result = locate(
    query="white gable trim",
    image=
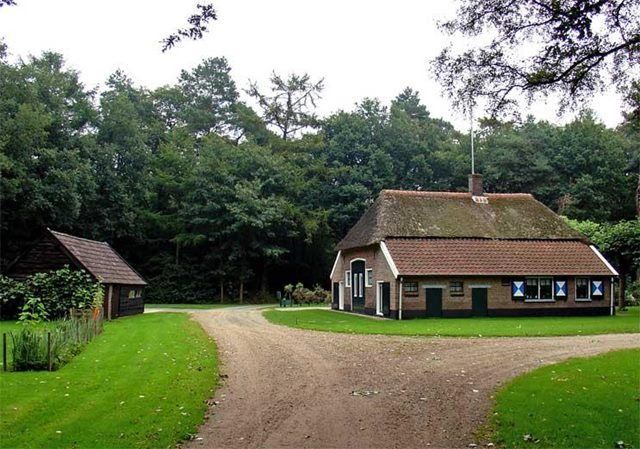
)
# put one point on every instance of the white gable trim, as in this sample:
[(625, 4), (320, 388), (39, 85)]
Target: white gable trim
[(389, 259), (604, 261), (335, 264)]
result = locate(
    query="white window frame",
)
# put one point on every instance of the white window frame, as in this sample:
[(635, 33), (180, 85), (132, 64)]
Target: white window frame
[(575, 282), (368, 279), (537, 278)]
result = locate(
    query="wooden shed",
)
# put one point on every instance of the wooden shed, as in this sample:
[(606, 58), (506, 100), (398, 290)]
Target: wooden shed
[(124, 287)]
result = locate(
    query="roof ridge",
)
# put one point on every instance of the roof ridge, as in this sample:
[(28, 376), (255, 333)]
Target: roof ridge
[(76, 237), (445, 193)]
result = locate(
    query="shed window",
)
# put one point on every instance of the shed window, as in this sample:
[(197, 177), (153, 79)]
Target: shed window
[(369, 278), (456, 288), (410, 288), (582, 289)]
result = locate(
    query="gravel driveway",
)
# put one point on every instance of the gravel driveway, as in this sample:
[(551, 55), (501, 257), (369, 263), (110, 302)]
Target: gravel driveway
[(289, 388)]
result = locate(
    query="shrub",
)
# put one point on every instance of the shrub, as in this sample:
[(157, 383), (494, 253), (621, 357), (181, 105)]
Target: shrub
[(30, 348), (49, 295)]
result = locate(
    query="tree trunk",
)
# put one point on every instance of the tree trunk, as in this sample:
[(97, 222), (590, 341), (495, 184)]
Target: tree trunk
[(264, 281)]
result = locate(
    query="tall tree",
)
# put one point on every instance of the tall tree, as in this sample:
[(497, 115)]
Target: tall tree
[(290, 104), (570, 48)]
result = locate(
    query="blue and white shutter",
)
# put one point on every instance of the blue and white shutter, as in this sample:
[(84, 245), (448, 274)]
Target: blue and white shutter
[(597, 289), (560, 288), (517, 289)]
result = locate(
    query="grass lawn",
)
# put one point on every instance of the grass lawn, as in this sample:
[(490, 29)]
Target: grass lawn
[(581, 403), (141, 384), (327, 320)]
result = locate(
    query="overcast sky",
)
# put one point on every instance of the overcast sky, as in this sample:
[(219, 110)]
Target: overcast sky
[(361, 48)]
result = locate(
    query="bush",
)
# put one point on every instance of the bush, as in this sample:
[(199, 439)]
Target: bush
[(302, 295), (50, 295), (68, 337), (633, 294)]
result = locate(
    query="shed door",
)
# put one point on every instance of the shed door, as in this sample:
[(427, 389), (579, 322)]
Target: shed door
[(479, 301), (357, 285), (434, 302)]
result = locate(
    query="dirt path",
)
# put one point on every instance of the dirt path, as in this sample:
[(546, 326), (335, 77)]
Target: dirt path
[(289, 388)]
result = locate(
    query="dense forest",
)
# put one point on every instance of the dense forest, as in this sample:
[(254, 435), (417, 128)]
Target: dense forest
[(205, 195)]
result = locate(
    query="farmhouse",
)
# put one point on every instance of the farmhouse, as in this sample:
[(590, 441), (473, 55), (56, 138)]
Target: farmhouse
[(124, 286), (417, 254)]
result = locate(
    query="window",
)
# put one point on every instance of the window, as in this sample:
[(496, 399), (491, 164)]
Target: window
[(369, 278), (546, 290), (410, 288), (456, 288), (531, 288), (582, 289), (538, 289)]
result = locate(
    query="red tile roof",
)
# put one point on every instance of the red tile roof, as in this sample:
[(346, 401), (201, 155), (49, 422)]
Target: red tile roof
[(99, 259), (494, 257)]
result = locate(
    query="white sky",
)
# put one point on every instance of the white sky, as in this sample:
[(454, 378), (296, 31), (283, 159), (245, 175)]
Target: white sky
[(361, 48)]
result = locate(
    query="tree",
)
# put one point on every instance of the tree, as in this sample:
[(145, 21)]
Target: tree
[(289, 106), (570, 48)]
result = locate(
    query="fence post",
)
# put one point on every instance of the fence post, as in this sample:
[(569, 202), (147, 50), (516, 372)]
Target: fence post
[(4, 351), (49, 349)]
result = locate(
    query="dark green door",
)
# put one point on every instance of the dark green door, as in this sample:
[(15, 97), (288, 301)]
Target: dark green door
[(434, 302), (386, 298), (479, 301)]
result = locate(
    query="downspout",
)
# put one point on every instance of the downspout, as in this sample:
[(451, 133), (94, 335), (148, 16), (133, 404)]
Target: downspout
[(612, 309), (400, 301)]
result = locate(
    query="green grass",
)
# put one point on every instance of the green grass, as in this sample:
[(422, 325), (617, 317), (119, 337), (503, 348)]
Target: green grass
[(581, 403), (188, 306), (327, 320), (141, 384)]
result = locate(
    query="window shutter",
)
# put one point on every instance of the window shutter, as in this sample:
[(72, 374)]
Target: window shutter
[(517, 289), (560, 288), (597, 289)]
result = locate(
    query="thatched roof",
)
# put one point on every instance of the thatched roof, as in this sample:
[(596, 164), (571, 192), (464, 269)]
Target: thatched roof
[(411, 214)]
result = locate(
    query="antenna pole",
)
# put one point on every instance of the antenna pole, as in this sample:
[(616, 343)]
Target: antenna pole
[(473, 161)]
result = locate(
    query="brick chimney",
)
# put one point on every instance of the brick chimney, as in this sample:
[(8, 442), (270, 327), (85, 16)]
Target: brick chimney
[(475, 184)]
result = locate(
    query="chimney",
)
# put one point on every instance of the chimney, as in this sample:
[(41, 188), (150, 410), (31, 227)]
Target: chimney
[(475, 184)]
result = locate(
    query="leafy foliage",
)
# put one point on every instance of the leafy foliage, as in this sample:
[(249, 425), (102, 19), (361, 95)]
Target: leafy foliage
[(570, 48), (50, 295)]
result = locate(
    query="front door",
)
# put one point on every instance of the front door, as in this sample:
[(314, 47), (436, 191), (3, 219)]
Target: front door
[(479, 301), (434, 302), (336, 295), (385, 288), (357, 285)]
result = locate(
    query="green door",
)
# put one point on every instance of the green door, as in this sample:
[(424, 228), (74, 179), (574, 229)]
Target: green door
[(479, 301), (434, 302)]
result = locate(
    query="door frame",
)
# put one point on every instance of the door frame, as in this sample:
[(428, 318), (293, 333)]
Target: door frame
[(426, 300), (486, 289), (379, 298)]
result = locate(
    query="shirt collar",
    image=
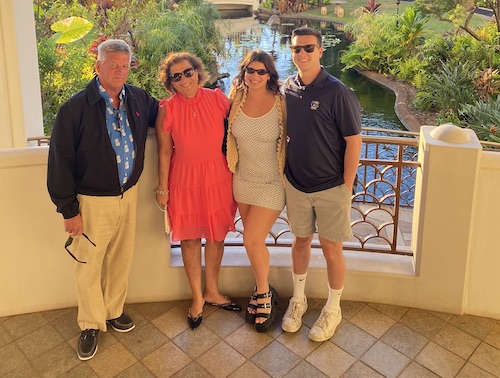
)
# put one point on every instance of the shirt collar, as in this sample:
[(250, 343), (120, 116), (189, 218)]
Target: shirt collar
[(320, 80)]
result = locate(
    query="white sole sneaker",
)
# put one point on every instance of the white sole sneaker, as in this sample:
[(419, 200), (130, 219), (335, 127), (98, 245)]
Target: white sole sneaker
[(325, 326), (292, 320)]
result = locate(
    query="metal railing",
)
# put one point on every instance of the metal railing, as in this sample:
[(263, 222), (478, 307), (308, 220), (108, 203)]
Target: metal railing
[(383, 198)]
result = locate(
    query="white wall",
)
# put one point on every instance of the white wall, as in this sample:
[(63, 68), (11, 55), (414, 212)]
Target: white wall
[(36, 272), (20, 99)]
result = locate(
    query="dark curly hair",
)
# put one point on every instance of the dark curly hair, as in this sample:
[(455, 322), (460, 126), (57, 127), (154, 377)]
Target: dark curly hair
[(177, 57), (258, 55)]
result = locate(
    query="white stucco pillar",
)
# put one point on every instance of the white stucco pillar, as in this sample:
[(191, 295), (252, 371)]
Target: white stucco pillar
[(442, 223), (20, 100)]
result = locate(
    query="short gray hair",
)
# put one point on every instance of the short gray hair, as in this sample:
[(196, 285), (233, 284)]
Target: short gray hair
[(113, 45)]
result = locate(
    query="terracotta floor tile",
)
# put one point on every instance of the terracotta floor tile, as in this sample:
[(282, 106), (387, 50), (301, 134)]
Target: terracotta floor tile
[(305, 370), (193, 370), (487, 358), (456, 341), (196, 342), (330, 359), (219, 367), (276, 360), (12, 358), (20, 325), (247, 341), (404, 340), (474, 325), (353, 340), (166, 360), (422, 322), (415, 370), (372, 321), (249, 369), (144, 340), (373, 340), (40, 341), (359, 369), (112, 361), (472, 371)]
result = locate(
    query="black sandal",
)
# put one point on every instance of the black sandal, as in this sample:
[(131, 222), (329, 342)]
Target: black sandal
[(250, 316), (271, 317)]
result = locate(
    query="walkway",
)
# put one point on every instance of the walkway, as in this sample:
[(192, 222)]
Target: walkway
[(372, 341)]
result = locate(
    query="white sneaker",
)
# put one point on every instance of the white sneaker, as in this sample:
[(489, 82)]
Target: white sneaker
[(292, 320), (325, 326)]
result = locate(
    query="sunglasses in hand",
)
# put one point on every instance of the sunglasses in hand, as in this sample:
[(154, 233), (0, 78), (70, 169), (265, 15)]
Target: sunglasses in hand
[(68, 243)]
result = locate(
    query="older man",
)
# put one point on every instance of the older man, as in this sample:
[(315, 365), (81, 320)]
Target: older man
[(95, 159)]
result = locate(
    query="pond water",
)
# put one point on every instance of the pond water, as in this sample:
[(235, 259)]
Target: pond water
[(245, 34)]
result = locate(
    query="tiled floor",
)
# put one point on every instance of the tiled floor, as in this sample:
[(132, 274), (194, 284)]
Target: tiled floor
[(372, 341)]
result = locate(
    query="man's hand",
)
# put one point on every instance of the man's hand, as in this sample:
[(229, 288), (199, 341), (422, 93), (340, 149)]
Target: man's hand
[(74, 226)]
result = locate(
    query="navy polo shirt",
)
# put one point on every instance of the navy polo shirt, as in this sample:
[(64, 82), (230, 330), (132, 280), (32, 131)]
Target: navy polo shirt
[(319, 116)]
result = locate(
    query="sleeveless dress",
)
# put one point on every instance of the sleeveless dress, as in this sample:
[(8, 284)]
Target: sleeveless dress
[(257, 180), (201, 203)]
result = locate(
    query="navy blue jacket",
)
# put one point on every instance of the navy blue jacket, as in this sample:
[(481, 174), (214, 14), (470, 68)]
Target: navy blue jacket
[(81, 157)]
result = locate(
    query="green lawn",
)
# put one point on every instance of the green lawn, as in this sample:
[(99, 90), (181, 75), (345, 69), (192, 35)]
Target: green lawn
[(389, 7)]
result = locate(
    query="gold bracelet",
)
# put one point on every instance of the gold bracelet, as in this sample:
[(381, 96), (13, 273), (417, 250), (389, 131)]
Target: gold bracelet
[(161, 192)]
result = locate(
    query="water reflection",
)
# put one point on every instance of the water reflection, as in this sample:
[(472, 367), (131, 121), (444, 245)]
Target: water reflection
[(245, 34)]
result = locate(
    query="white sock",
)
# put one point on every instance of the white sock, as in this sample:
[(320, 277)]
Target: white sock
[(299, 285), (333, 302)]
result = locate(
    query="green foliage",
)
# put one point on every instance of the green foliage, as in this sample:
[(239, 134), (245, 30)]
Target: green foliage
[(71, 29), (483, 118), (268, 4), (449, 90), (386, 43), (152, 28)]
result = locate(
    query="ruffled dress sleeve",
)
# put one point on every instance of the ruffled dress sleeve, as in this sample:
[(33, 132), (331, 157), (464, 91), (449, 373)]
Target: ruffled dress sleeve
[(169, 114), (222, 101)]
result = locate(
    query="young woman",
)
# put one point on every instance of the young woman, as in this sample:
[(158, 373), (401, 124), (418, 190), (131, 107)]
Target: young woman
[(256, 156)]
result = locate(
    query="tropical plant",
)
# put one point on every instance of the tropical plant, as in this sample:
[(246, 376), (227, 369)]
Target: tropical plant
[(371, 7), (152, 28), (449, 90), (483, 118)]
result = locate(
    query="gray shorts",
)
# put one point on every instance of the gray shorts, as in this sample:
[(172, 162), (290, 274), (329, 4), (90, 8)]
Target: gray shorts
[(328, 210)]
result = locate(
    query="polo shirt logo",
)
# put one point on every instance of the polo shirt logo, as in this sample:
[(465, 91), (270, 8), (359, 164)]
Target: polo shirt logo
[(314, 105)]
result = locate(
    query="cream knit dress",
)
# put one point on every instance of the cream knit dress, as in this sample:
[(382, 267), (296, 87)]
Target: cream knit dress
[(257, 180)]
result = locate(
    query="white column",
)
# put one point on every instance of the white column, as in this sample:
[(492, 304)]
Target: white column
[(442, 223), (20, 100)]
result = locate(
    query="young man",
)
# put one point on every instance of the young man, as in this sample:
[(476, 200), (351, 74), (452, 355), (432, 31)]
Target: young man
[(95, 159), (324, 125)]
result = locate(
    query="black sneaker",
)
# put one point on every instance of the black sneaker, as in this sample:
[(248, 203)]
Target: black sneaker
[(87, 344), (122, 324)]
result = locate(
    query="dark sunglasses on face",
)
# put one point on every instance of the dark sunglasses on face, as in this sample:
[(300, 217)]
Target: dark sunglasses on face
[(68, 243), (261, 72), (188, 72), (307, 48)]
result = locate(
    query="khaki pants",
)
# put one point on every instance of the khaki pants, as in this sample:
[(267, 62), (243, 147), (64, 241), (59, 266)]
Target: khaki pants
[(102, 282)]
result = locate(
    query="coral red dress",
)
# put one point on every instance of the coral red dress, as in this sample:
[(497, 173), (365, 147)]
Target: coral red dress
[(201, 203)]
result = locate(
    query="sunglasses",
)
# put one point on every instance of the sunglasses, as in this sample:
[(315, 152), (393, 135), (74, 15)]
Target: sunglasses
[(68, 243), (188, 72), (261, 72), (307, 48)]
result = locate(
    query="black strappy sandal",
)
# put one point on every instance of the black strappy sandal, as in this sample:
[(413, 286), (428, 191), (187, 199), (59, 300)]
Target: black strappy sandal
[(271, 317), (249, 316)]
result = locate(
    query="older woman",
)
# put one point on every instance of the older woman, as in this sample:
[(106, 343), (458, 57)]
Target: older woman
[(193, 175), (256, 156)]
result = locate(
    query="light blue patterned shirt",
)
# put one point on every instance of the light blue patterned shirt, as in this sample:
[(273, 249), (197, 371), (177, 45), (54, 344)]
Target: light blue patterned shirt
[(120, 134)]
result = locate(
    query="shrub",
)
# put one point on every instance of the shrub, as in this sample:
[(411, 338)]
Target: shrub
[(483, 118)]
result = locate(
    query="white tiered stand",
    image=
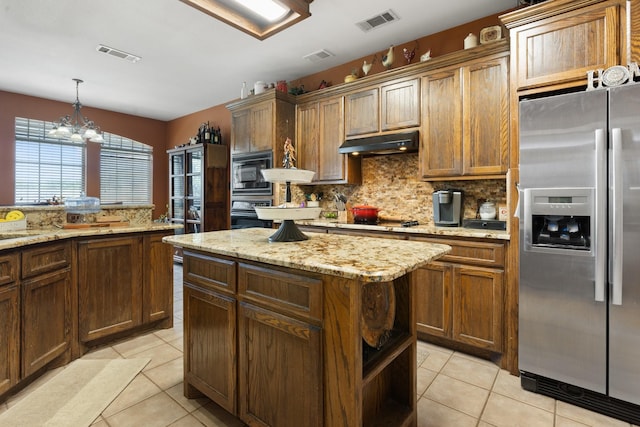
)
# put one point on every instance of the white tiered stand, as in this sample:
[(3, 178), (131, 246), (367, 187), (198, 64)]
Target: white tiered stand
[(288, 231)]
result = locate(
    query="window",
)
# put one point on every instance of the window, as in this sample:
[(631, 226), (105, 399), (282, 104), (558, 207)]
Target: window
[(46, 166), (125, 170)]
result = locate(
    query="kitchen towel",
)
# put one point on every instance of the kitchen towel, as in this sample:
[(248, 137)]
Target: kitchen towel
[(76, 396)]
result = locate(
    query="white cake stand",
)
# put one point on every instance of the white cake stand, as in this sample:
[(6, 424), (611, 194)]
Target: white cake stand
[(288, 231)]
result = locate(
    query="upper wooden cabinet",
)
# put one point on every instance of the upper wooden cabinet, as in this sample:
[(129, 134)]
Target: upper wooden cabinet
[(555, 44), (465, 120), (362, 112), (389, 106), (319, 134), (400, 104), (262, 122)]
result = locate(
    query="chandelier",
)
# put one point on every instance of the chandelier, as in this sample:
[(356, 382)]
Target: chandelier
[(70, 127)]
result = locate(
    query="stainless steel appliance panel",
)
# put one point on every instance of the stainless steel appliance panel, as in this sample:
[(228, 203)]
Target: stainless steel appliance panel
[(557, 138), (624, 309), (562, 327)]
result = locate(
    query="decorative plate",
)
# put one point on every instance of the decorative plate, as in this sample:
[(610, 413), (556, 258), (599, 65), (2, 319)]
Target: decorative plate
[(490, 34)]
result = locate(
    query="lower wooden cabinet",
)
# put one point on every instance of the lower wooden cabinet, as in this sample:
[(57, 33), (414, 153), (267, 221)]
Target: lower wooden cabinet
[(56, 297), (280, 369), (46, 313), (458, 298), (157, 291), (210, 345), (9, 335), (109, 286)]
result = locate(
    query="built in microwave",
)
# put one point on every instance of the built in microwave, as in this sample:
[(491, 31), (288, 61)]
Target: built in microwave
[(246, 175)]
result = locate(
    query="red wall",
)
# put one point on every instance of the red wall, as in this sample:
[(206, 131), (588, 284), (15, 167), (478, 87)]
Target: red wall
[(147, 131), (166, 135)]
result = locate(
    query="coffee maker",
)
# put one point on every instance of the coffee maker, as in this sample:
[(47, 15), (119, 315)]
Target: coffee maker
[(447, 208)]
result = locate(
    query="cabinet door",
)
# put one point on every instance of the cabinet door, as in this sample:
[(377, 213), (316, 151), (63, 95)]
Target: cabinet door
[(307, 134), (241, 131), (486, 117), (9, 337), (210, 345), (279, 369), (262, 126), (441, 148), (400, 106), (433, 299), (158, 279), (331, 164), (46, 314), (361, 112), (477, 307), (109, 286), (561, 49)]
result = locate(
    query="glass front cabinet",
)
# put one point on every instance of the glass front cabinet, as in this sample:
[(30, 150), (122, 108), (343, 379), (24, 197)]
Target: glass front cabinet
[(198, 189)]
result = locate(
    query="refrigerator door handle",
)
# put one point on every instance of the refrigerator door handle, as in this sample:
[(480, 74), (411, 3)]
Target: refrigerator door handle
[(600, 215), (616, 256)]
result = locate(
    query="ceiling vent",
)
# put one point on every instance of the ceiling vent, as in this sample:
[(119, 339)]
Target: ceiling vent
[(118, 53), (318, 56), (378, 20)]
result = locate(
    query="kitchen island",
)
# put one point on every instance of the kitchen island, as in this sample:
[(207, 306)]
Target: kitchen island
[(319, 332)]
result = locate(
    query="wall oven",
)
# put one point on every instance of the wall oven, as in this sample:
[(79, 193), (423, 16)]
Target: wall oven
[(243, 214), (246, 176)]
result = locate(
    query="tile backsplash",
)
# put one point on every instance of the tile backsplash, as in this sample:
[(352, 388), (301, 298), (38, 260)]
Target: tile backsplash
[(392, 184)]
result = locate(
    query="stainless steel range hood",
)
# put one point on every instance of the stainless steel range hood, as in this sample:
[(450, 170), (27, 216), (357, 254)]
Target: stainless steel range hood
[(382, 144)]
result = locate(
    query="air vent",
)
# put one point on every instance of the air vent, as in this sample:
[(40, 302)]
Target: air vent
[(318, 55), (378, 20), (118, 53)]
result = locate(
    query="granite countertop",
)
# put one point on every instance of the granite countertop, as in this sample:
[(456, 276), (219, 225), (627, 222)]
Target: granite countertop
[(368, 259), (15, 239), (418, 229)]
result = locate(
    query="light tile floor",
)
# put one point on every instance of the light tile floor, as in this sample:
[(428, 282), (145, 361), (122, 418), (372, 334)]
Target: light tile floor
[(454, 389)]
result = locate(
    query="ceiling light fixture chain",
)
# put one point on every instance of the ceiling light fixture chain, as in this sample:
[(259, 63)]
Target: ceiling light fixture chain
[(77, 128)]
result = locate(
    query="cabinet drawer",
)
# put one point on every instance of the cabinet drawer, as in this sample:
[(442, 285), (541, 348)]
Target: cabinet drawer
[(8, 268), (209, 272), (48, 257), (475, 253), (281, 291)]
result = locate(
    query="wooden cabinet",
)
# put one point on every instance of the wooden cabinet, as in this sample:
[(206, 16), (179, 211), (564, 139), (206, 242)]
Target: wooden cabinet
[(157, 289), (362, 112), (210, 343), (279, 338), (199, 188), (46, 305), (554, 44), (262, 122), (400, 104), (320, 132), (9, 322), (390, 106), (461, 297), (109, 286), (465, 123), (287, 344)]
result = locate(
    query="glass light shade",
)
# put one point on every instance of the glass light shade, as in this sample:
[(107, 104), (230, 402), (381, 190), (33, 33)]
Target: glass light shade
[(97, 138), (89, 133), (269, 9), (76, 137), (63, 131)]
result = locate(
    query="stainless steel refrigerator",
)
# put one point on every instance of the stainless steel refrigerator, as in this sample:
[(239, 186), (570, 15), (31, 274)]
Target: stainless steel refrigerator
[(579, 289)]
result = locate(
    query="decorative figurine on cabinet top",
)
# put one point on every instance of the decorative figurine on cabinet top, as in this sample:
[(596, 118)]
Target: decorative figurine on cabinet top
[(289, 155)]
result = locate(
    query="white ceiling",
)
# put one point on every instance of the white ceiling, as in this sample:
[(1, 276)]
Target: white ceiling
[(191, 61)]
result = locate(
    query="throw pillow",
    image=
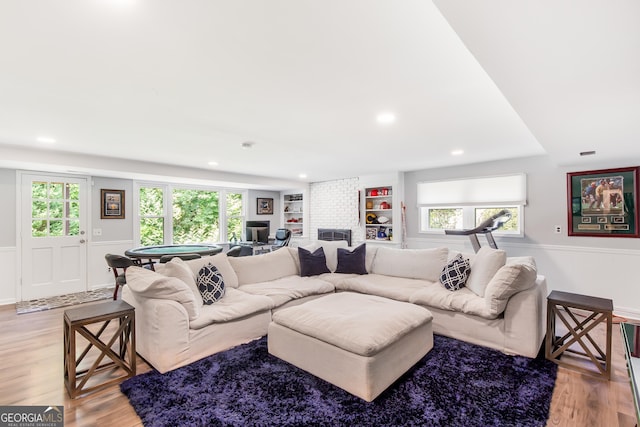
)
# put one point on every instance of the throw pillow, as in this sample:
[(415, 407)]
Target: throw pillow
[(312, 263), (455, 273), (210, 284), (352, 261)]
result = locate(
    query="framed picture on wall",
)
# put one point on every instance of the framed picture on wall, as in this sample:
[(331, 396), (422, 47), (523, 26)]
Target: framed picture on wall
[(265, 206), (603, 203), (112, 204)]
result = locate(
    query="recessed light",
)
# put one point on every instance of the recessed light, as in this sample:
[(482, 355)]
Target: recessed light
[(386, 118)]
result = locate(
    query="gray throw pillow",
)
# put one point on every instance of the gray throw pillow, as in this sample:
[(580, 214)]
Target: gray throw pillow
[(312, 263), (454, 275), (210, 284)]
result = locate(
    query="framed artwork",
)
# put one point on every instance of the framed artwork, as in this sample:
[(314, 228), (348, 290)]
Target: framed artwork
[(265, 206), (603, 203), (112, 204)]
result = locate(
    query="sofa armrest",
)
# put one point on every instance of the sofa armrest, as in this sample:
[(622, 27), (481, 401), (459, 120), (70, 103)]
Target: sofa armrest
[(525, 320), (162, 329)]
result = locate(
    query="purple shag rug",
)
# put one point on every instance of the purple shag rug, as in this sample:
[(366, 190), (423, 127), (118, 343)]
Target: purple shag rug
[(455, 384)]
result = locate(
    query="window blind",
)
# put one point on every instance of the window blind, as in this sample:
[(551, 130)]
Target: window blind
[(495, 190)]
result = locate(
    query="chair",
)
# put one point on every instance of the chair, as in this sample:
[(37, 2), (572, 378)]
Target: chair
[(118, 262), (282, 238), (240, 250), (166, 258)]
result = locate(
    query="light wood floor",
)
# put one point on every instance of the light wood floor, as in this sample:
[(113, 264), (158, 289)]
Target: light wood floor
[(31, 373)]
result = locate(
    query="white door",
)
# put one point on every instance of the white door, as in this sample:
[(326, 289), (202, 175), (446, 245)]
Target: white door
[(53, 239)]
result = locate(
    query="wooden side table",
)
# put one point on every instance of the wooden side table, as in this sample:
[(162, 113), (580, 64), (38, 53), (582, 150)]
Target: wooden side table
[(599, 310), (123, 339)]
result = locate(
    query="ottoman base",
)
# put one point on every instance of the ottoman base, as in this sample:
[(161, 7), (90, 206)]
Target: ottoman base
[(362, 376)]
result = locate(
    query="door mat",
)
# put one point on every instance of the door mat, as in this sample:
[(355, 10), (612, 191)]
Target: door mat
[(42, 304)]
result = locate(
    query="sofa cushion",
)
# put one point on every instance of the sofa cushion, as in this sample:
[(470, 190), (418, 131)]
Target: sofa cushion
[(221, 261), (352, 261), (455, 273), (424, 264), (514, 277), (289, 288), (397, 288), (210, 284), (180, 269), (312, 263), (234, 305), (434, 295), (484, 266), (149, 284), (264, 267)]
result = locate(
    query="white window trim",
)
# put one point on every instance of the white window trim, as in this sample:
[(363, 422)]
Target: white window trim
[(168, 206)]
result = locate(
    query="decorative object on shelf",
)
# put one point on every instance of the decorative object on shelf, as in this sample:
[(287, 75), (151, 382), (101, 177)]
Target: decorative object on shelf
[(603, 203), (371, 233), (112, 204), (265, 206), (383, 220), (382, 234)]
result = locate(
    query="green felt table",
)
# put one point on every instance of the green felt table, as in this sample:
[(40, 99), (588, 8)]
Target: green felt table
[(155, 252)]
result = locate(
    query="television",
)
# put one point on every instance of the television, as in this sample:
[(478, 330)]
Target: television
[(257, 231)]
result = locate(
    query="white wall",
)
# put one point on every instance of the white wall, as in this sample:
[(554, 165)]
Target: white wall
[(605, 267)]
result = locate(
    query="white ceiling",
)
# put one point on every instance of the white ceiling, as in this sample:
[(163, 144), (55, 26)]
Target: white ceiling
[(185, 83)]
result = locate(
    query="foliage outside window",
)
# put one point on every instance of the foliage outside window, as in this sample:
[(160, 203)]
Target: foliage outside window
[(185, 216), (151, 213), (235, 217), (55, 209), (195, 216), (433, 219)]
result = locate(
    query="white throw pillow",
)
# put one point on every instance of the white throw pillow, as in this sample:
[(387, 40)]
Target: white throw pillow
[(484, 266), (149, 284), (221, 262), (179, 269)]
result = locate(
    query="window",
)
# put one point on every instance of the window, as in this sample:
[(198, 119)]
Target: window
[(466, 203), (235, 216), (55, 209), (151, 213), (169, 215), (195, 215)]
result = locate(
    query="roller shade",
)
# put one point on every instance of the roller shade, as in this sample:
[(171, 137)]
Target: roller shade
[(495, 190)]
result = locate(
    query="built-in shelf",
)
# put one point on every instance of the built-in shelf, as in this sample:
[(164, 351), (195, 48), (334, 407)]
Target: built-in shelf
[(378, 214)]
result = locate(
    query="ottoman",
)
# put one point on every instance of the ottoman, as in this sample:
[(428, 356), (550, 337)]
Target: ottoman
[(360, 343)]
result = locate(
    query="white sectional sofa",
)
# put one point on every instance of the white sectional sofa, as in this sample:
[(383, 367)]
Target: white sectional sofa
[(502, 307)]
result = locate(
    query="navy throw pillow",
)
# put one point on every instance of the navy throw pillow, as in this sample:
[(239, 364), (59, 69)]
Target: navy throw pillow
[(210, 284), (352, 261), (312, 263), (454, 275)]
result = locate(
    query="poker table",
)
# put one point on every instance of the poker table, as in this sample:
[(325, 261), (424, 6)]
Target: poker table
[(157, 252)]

────

Taking the listing above as the source, transcribe only the lines starting at the line with "# put one point on every instance of the dirt" and going through the line with "[(15, 97), (288, 301)]", unaltered and with both ends included.

# put one point on every instance of the dirt path, as in this sample:
[(546, 326), (335, 77)]
Target: dirt path
[(289, 388)]
result = locate(
    query="dense forest",
)
# put one point on every instance of the dense forest, as in this sample:
[(254, 435), (417, 128)]
Target: dense forest
[(205, 195)]
result = locate(
    query="farmhouse",
)
# put one point on every instance of the farmhouse, as in this sample:
[(590, 441), (473, 55), (56, 138)]
Target: farmhouse
[(124, 286), (417, 254)]
result = locate(
    query="window",
)
# put one point on every instance of the window, as in this sample:
[(496, 399), (491, 164)]
Target: window
[(369, 278), (546, 290), (410, 288), (456, 288), (531, 288), (582, 289), (538, 289)]
result = locate(
    query="red tile roof",
)
# put one point on every instance of the red tile roof, as in this sample:
[(346, 401), (201, 155), (49, 422)]
Target: red tile roof
[(99, 259), (494, 257)]
result = locate(
    query="white sky",
)
# put one point on every instance of the white sky, as in this sample:
[(454, 378), (296, 31), (283, 159), (245, 175)]
Target: white sky
[(361, 48)]
result = locate(
    query="tree",
)
# put one point on every instance of the tree, as in this sample:
[(145, 21)]
Target: tree
[(289, 106), (570, 48)]
result = locate(
    query="fence post",
)
# put one point on every instance of the fence post, as in this sample:
[(569, 202), (147, 50), (516, 372)]
Target: fence post
[(4, 351), (49, 349)]
result = locate(
    query="dark green door",
)
# put one point on every instance of the dark green door, as in this sample:
[(15, 97), (288, 301)]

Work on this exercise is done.